* [本文]:
映画「ロード・オブ・ザ・リング」〜アラゴルンとボロミアに関する考察

アラゴルンとボロミアについて

 

 「アラゴルンとボロミア」と言われるとどうしても黙っていられなくて、ついしゃしゃり出てきてしまいました。私も、この二人の関係は、第一部での柱となるドラマだと思うんですね。色々と考えてみたこともありますので、駄文ながら載せてみたいと思います。

 

 まずは登場人物の整理から。原作は非常に細かいところまで設定が作り込まれていますが、全部解説していると本が一冊書けるレベルなので映画を見る上で分かっていれば、というところまででざっくりと。

 

アラゴルン:

映画の舞台となる世界(ミドルアース;「中つ国」)の人間たちの王家の末裔。ただ、人間の王家は南北に分裂し、アラゴルンは北の王家の末裔に当たる。北の王家の王国は既にサウロン(映画のラスボスね)の配下に滅ぼされており、アラゴルンは領土も領民も持たず、レンジャーとして各地を転々としている。

「ひとつの指輪」が残っているのは、自分の先祖であるイシルドゥアが指輪の誘惑に負けて指輪を我が物としてしまったからであることを知っており、その事から人間がたやすく指輪に誘惑されてしまう弱い生き物であると考えていて、指輪がホビットによって見出された後、人間である自分が指輪の誘惑に打ち勝てないだろうと悩んでいる。

 

ボロミア:

アラゴルンで説明したとおりミドルアースの人間の王国は南北に分裂したが、アラゴルンとは別の血統になる南の王国(ゴンドール)の執政の息子。南の王国の王家は途中で断絶しており、その後は執政が国政のトップとして王国を統治してきた。日本なら鎌倉幕府の北条家みたいなものでしょうか。

 既に北の王国を滅ぼしたサウロンは次に南の王国ゴンドールを滅ぼすべく徐々に圧力を強めており、ゴンドールと執政家は苦境に追い込まれつつある。現在の執政(ボロミアの父)はデネソール公だが、追い詰められていく国と自分の未来を案じて精神にも大きな負担を抱えている。デネソール公には息子が二人いるが、長兄のボロミアに何らかの方法でこの苦境を打開することを期待している。

 

エルロンド:

ハーフエルフ(エルフと人間の婚姻はミドルアースの歴史上3組しかない)。弟にエルロスがいる。かつて神々から「エルフとして生きるか(不死)人間として生きるか(有限の生命)」の選択を迫られており、兄エルロンドはエルフとして、弟エルロスは人間として生きることを選択した。エルロスは人間の王となり、その遙か末裔がアラゴルンである。なので、エルロンドはアラゴルンの遠縁である(ただし相当離れているが)。

 

アルウェン:

エルロンドの娘、アラゴルンの恋人。エルフであることを選択した父エルロンドの子であるためエルフとして生きることが可能であるが、人間であるアラゴルンと結婚すると人間として生きることを選択したこととなり、その生命は有限となる。

* [課題 A]: 本文によれば、エルロンドの弟エルロスはエルフと人間のどちらとして生きることを選んだか。
* [課題 B]: 本文の「映画の舞台となる世界(ミドル」から「打開することを期待している。」までを、両端の語句も含めてそのまま再掲せよ。

* [行の一覧]:
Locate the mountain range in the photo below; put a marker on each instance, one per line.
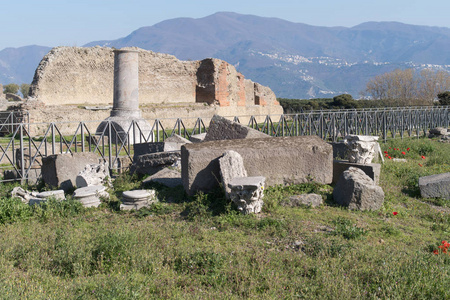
(295, 60)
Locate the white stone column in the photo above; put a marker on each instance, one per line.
(126, 84)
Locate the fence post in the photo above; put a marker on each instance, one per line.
(22, 162)
(53, 136)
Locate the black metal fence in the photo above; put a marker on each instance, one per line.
(25, 144)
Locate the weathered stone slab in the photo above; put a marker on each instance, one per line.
(61, 170)
(34, 175)
(178, 139)
(313, 200)
(435, 186)
(154, 162)
(94, 174)
(168, 177)
(198, 138)
(23, 194)
(90, 196)
(231, 166)
(223, 129)
(339, 150)
(361, 148)
(371, 170)
(155, 147)
(282, 160)
(356, 190)
(137, 199)
(57, 194)
(247, 193)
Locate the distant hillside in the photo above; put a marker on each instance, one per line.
(297, 60)
(17, 65)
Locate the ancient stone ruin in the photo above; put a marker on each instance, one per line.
(125, 112)
(83, 77)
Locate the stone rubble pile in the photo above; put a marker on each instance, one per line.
(137, 199)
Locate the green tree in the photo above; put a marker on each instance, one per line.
(25, 89)
(11, 88)
(444, 98)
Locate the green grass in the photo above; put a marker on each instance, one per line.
(202, 248)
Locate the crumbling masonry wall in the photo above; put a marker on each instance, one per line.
(84, 76)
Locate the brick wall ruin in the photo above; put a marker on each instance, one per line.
(84, 76)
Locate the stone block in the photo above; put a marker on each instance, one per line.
(61, 170)
(155, 147)
(231, 166)
(313, 200)
(198, 138)
(137, 199)
(178, 139)
(90, 196)
(339, 150)
(282, 160)
(95, 174)
(223, 129)
(435, 186)
(361, 148)
(33, 177)
(247, 193)
(356, 190)
(154, 162)
(372, 170)
(168, 177)
(29, 155)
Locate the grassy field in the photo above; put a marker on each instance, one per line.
(201, 248)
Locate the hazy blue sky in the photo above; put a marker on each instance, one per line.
(77, 22)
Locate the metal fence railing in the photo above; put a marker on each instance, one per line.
(22, 149)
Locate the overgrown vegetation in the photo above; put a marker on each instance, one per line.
(201, 247)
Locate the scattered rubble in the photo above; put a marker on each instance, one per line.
(358, 191)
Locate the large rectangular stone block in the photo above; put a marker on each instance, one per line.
(372, 170)
(223, 129)
(435, 186)
(61, 170)
(282, 160)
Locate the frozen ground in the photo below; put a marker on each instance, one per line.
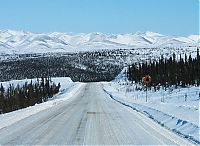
(91, 117)
(68, 89)
(175, 109)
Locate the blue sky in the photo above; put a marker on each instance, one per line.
(170, 17)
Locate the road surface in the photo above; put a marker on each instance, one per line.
(89, 118)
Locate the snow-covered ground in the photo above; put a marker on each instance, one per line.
(68, 90)
(20, 42)
(175, 109)
(176, 114)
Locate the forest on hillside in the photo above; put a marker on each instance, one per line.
(167, 72)
(21, 96)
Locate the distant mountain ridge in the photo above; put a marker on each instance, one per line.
(21, 42)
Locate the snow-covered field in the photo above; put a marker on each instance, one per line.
(175, 109)
(68, 90)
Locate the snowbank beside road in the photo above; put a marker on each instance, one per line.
(183, 127)
(68, 89)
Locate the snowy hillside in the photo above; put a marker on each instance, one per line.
(20, 42)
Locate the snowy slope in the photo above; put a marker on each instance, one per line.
(21, 42)
(68, 90)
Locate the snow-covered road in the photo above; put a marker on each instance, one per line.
(91, 117)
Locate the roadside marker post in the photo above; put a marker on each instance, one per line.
(147, 81)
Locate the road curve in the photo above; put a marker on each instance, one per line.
(90, 118)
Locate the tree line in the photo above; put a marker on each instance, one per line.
(28, 94)
(183, 71)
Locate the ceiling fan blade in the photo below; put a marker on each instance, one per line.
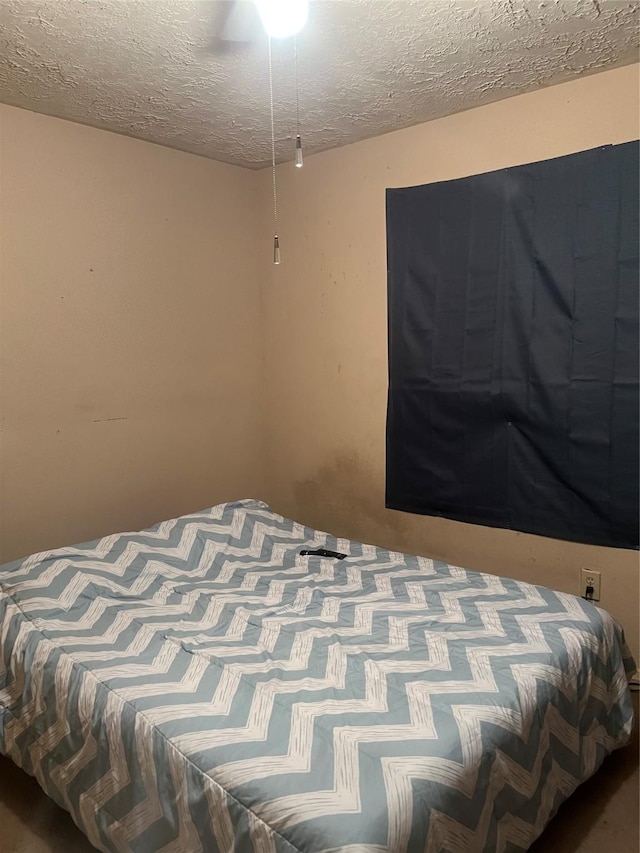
(237, 21)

* [最終解答 A]: 人間として生きることを選んだ。

* [最終解答 B]:
映画の舞台となる世界(ミドルアース;「中つ国」)の人間たちの王家の末裔。ただ、人間の王家は南北に分裂し、アラゴルンは北の王家の末裔に当たる。北の王家の王国は既にサウロン(映画のラスボスね)の配下に滅ぼされており、アラゴルンは領土も領民も持たず、レンジャーとして各地を転々としている。

「ひとつの指輪」が残っているのは、自分の先祖であるイシルドゥアが指輪の誘惑に負けて指輪を我が物としてしまったからであることを知っており、その事から人間がたやすく指輪に誘惑されてしまう弱い生き物であると考えていて、指輪がホビットによって見出された後、人間である自分が指輪の誘惑に打ち勝てないだろうと悩んでいる。

 

ボロミア:

アラゴルンで説明したとおりミドルアースの人間の王国は南北に分裂したが、アラゴルンとは別の血統になる南の王国(ゴンドール)の執政の息子。南の王国の王家は途中で断絶しており、その後は執政が国政のトップとして王国を統治してきた。日本なら鎌倉幕府の北条家みたいなものでしょうか。

 既に北の王国を滅ぼしたサウロンは次に南の王国ゴンドールを滅ぼすべく徐々に圧力を強めており、ゴンドールと執政家は苦境に追い込まれつつある。現在の執政(ボロミアの父)はデネソール公だが、追い詰められていく国と自分の未来を案じて精神にも大きな負担を抱えている。デネソール公には息子が二人いるが、長兄のボロミアに何らかの方法でこの苦境を打開することを期待している。